Study text>
__________

Wednesday 22 February 2017

Grief

  Grief Healing




Today I feel like opening my heart to you about my grief. But, by opening my heart I don't intend, or expect to relief my pain, but to welcome those who are going through the same. When we have someone who knows and understands how we feel, it makes pain bearable. This is why, I am here as a friend, to share my love and deepest sympathy to you. I want you to feel free to share what you're going  through, as it is unbearable to keep it inside. 

I am grieving for my mum who passed away six months ago. Even though it's been six month the pain is still as strong. I have days that I feel better than others, but, there are days that my anxiety is so strong that I feel out of breath. My chest gets so tight and I feel pressure on my head. These are just some of the symptoms, most of them I cannot even explain.

I started suffering from anxiety before mum's passing, and it got worse after the tragedy. 
Mum had brain tumour, and she became totally blind. As time went by she became bed-bound and unconscious. I cared for mum, and as she deteriorated fear stroke me. I had many moments alone with her and in which I had to face my fear and be strong to be able to help her. I would panic while trying to help. I had many moments of total despair, not knowing what to do. I had to wipe my tears, ask God for strength and do what was in my power to do. I would pray constantly, shaking terrified. 

It was energy draining, fearful and dreading to have someone's life, especially my mum's, in my hand. 
It is hard for anyone to understand what I feel. Only a person that has gone through the same can know how I really feel. It is not easy to deal with this, and it is not a matter of having to be strong. I am strong enough otherwise I would not have handled the situation the way I did. 
I was continuously told by doctors and nurses that I had to be prepared for the worse. I thought I would know how to help myself, and that I would have the right words to comfort me, since I'm such a positive person. But, no one is prepared to what it really brings. Having an idea is nothing compared to what it really feels. It is worse than I could have ever imagined. I had days that I felt like screaming, I still do, I have to control myself so hard to act normal.  

But, however hard this may be, I am still a positive and optimistic person. Grieving is part of life that we all have to face sooner or later, it is part of nature and there is nothing we can do about it. It is pointless to go against it and trying to understand why the person we loved so much died. We are forced to go on with life, and, since we have no choice but to face it, we have to help ourselves by accepting and smile at life again. This will help lessen the pain. There is no point in resisting, it won't bring our loved one back and it will only make us suffer more. Accepting the flow of life makes the healing process easier.

__________

Data section>
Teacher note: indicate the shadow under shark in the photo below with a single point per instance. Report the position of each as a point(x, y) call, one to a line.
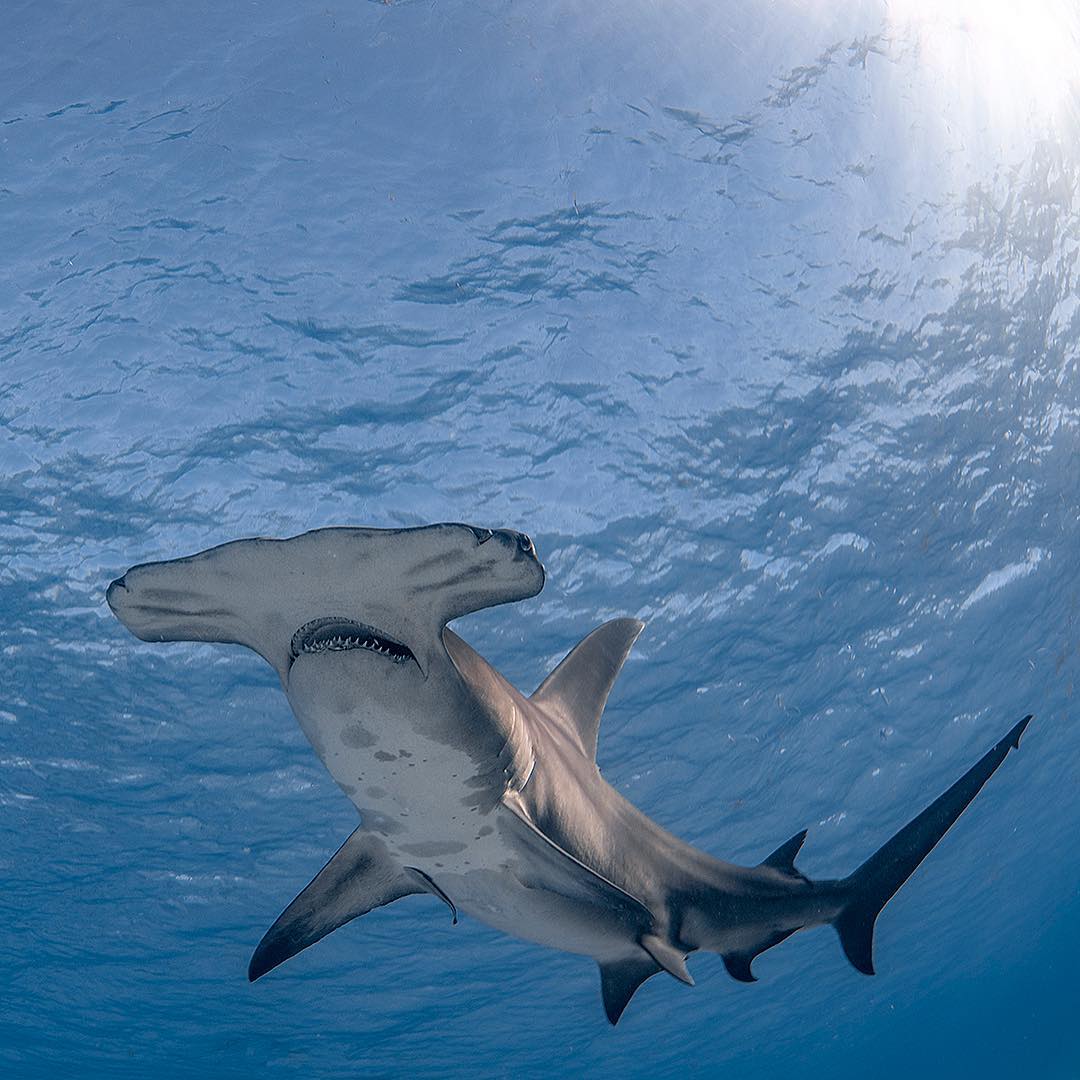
point(470, 791)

__________

Directions>
a – Answer these about the grief post, one line each:
(i) How long ago did the writer's mum pass away?
(ii) What illness did the mum have?
(iii) What were the writer continuously told by doctors and nurses?
b – Please extend the grief post, picking up right after its final sentence.

Outputs by task>
a –
(i) Six months ago.
(ii) A brain tumor.
(iii) That the writer had to be prepared for the worse.

b –
I insist with myself to go after the positive things that are available for me. I am a positive and giving person, this is why I have a strong will to help people. I'm always able to see the bright side of life, because there is.
I cannot bring my mum back, and it is painful to be sure of this, but with this I had a wake-up call. I prayed and asked God what positive thing could I take from this pain, and the answer was that I had to live life to the fullest and be the happiest I could be. And that's what I decided, I set my mind to want happiness and nothing less, even though grieving. Does it make sense?

I am happy and optimistic about my life, even though I am sad about my mum. Of course I would be better if she was here, but she's not, and there is nothing I can do to reverse this. So all I can do is live the best I can live, and be the best I can be. This is my reasoning thinking, but in reality it is not that easy to simply switch and be happy, there is a process and it takes time. Step by step to heal in a positive way.

In search for a deeper understanding about death, I listen to various videos on Youtube, and I found one particular motivational speaker's explanation very interesting. The explanation given made sense to me and it is helping me in the healing process. The videos are by Abraham Hicks, and all of her videos regarding this topic are so interesting. She makes death sound so natural, and it is. She talks about it as a transition to the non-physical, and the end of all resistance, therefore, no more suffering, no more pain. And it makes me feel at peace. 
If you are going through grief, whether it's recent or for long, I encourage you to listen to her videos. Abraham's teachings are extremely good, you will highly benefit by listening to her explanation about the facts of life.